### TASK DIRECTIONS
Recast as a Markdown table the lines starting with the line that contains "of the painted" and going on through the line that contains "375], [423, 386]]". Use two columns, Number for the row number and Text for the line itself, and leave out any blank lines.

### DATA LINES
____________________

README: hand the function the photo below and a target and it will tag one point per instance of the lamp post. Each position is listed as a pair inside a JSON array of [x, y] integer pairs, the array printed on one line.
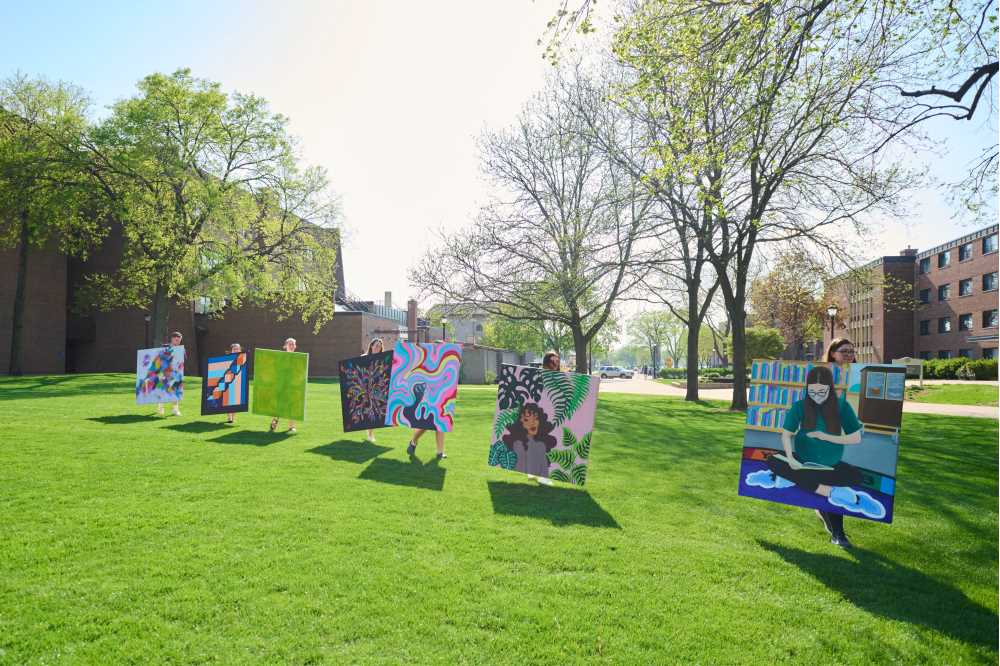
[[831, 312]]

____________________

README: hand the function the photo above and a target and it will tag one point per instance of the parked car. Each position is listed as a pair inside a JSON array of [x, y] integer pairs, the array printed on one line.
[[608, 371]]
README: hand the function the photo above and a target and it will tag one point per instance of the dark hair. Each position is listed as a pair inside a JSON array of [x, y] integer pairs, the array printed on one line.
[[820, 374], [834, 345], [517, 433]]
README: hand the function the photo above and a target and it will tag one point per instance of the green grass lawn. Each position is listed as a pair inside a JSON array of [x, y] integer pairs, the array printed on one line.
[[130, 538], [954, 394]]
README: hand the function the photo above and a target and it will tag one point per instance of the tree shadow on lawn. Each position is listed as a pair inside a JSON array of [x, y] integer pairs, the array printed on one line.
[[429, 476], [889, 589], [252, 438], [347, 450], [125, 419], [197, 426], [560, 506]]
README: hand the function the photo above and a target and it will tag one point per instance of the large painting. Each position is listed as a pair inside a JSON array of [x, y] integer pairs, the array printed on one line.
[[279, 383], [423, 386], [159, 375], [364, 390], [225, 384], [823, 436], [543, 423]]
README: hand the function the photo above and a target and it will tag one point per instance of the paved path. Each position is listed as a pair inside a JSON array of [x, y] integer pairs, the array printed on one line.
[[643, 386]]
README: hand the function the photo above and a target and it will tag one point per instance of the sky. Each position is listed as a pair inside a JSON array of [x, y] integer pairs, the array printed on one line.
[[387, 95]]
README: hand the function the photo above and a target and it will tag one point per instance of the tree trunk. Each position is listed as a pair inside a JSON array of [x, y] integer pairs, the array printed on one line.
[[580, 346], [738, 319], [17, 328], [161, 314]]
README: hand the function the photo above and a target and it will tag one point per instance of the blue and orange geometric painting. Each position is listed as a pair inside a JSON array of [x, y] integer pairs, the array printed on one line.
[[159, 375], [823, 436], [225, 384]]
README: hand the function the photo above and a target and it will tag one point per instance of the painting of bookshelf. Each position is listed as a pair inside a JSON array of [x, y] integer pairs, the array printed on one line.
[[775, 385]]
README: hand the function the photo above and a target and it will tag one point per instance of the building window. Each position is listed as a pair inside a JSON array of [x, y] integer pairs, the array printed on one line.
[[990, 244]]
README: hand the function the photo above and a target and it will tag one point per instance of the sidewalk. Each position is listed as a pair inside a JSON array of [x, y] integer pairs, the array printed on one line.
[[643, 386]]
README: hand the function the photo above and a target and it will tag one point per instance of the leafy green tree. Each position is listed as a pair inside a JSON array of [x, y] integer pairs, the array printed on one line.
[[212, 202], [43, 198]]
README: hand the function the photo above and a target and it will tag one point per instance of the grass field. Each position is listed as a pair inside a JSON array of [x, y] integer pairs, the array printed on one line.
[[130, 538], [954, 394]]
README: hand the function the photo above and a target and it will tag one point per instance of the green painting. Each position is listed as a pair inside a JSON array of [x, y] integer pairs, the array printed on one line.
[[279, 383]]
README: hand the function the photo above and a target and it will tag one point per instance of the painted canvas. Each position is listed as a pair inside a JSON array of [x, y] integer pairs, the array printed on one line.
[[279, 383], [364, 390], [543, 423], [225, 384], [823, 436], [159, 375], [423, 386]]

____________________

### RESULT OF THIS EXERCISE
| Number | Text |
|---|---|
| 1 | README: hand the function the photo above and a target and it will tag one point per instance of the painted canvas. Each position is listed as a pair inside a JSON array of [x, y] integer pairs, the array printed on one line. |
| 2 | [[279, 383], [364, 390], [543, 423], [225, 384], [823, 436], [159, 375], [423, 386]] |